Exercise goal:
Go through the records underneath and write each one out again exactly.

★ ★ ★ ★

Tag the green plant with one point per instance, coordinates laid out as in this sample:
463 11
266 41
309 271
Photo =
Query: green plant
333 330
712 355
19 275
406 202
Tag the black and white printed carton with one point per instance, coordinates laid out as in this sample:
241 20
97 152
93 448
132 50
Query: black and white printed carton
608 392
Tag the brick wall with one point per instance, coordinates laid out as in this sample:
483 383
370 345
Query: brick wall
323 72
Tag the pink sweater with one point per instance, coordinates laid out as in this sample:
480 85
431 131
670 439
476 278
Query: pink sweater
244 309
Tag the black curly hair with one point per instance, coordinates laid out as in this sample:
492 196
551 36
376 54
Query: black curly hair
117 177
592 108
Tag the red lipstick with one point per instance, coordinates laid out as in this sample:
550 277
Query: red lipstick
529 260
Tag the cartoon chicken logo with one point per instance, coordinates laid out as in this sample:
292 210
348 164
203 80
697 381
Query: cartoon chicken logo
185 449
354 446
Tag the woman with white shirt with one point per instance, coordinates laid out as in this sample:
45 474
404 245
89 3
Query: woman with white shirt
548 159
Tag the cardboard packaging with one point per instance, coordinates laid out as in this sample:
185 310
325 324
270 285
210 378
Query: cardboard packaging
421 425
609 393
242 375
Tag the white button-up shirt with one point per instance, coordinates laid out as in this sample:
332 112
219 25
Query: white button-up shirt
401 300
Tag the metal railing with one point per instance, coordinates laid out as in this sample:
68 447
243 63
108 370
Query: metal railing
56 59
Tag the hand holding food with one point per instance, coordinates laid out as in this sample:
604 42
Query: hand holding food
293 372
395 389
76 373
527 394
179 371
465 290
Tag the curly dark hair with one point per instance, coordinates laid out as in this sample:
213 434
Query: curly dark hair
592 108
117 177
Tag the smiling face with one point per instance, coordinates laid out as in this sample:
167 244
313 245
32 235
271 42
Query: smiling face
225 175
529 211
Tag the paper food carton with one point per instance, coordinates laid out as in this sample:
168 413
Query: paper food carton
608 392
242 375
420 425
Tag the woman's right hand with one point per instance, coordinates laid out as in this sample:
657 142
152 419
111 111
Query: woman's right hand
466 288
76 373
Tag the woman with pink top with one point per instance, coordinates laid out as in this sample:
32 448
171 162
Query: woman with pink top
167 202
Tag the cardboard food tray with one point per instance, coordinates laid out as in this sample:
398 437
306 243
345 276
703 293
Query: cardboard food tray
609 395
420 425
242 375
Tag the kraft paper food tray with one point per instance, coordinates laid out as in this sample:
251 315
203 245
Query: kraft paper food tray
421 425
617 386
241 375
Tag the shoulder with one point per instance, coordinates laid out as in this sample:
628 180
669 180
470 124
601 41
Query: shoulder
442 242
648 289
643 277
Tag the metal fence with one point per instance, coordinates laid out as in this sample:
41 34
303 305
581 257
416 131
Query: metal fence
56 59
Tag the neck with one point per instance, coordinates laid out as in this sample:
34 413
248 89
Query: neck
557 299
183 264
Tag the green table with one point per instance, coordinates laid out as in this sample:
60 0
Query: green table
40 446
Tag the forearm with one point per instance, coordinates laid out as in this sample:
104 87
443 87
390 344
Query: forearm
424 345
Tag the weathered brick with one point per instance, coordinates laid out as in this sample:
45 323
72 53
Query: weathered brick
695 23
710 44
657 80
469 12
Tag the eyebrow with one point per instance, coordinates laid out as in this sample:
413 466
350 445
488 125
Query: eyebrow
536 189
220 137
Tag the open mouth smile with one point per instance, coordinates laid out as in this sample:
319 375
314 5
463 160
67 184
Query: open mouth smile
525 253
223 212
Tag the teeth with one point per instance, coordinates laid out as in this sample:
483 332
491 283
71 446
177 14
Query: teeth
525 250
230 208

★ ★ ★ ★

Expected answer:
Tag the green plant with one point per instance, coordinates laid out as in this sample:
463 11
266 41
309 271
Photo =
Query: green plant
333 330
712 355
19 275
406 202
Tag the black and white printed carton with one point per instance, coordinates laid out as in this sample:
241 20
97 152
93 448
132 50
Query: black and white printed carton
608 392
Tag the brick wall with one point per instance, coordinates laid out as in this sample:
483 383
370 345
Query: brick wall
323 72
Tag the pink sweater with one point per instance, coordinates laid out as in this sample:
480 85
431 131
670 439
476 278
Query: pink sweater
244 309
Tag the black curly hair with one point per instance, coordinates laid out as in this sample:
492 196
551 36
376 54
Query: black curly hair
117 177
592 108
Tag the red lipstick with one point per instance, coordinates laid out as in this sample:
550 277
Query: red lipstick
529 260
Tag the cartoon chicken logo with one point per instance, coordinates laid out as in this sample:
292 210
348 164
203 80
697 381
Query: cartoon chicken logo
185 449
354 446
Tag the woman with white shirt with one point per instance, coordinates laid out as in this sample:
45 474
404 245
89 3
Query: woman with white shirt
548 159
Tag the cardboard packaging with one point per instance, coordinates laid out as in this sample:
185 310
325 324
270 285
210 378
Query: cardboard packaging
421 425
609 393
242 375
Tag the white button-up shirt with one point per instance, coordinates laid out as in this sample:
332 112
219 25
Query: white button-up shirt
401 300
Tag the metal railing with one point per instance, coordinates laid out as in this sample:
68 447
243 63
108 370
Query: metal railing
56 59
Tag the hand holding food with one point per instance, coordinates laid out as in this sample:
604 42
Query: hand holding food
293 372
395 389
76 373
527 394
179 371
465 290
Tag the curly dark hair with one point per instance, coordinates laid out as in this sample:
213 434
Query: curly dark hair
592 108
117 177
Tag the smiling face with one point per instance, coordinates laid out as in this sample:
167 244
313 245
32 235
271 42
Query: smiling face
225 175
529 211
Tag the paper food carton with one point per instance, coordinates laid out as in this sample:
168 413
Query: paper food carton
608 392
242 375
420 425
Tag the woman's right hand with one point per instance, coordinates laid out as in this sample:
657 142
152 419
111 111
Query: woman's right hand
466 288
76 373
Tag the woman with pink top with one point per instance, coordinates laid out as in this sample:
32 448
171 162
Query: woman with pink top
167 202
Tag the cardboard food tray with one point per instance, coordinates laid out as in this sample:
398 437
306 243
345 276
703 293
Query: cardboard food tray
609 395
420 425
242 375
Tag the kraft paper food tray with one point per instance, coordinates laid out as in this sample:
251 315
203 245
Query: kraft paper food tray
421 425
617 386
241 375
Tag the shoulder with one point per instance, coordinates laid out as in this sample:
628 180
669 180
470 124
601 41
Query: shoulder
442 242
648 289
643 277
Tag the metal fence with one point per instance, coordinates laid out as in this sample:
41 34
303 305
581 257
416 131
Query: metal fence
56 59
Tag the neck with one point per instance, coordinates laid out as in this sample:
34 413
248 89
Query: neck
557 299
183 264
Tag the green table with one point per instance, coordinates laid out as in this sample:
60 0
Query: green table
40 446
Tag the forearm with one point per instance, coordinates laid out as in this sample:
104 87
443 87
390 344
Query: forearm
424 345
Tag the weathered brick with one point per instance, coordinates laid out as in this sample:
45 323
72 53
Query: weathered brick
695 23
710 44
657 80
469 12
Tag the eyebrow with one point per instance, coordinates laid out as in this sample:
413 466
350 445
488 125
Query: eyebrow
536 189
220 137
Tag the open mouth smile with one point per instance, coordinates laid out as in this sample:
319 375
314 5
463 160
67 184
Query: open mouth smile
525 253
223 212
Tag the teeth with one point per instance, coordinates laid out as in this sample:
483 332
491 283
71 446
177 14
Query: teeth
525 250
230 208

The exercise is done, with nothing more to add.